- **Work instructions**
Copy out, unchanged, every line of the records below, from the line with "Locate the white jacket" up to and including the final line.

= = = = = = =

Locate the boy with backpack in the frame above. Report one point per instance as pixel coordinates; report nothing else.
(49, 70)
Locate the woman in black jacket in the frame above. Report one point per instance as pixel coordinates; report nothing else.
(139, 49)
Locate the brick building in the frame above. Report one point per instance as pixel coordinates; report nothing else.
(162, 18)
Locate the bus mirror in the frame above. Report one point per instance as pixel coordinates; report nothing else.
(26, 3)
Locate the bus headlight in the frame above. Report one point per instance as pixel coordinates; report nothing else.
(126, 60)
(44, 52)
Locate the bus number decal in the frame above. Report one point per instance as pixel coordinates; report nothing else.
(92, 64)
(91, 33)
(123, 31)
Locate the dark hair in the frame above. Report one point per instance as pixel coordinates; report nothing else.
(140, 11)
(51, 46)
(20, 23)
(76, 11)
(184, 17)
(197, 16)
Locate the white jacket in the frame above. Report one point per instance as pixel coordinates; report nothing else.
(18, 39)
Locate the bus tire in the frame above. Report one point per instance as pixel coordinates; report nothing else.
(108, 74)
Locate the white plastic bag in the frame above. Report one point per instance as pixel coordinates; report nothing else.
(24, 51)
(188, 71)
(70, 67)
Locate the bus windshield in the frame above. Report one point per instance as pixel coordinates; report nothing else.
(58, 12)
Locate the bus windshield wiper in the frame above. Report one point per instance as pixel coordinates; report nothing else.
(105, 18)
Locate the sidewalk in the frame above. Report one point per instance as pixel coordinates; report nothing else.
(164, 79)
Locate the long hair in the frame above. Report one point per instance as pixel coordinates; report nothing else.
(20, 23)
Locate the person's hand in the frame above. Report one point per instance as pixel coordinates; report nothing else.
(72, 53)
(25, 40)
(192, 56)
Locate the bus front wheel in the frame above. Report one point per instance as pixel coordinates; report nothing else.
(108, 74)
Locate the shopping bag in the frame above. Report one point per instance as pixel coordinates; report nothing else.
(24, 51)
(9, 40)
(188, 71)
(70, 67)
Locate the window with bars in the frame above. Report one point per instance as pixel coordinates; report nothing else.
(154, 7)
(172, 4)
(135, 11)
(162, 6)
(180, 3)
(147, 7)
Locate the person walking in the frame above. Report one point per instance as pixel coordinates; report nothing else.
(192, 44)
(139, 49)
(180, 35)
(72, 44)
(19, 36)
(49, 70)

= = = = = = =

- **Result**
Locate the white jacket in the frame above. Report one point per instance as pixel coordinates; report nothing else.
(18, 39)
Locate the bus tire in the frame above. Report one point per instance as pixel coordinates; report nothing else.
(108, 74)
Locate the white plastic bag in the frame above. Report one point per instance as pixel coordinates; report nothing else.
(24, 51)
(188, 71)
(70, 67)
Locate the bus windshield in the frame above. Report one point per instance as pixel coordinates; report nothing else.
(58, 12)
Locate the bus windshield wiper in the frame above. Report one point per instance as pixel coordinates; report nothing else.
(105, 18)
Locate the sidewalk in the frame above. Report one point per instance as pixel coordinates; report nothing else.
(164, 79)
Locate the long hair in the frame above. Report one point per instance as pixel coordinates; report nothing else.
(20, 23)
Locate the person's hand in the frame above. Report one point per instance as pixel coordinates; report nothing else.
(72, 53)
(25, 40)
(192, 56)
Locate the bus front wheel in the frame above. Report one point per instance as pixel coordinates; report nothing else.
(108, 74)
Locate the shopping bag in the frame above. Report one point per instance as pixel coordinates; report nothing else.
(24, 51)
(9, 40)
(188, 71)
(70, 67)
Locate the window with bars in the frame above. Report one point per instance as pixel coordinates; report nothing else.
(154, 7)
(172, 4)
(135, 11)
(162, 6)
(180, 3)
(147, 7)
Locate the person walking in the frame above. Report one point per instance as pixel coordinates; report nothing else.
(192, 44)
(139, 49)
(180, 35)
(72, 44)
(19, 36)
(49, 70)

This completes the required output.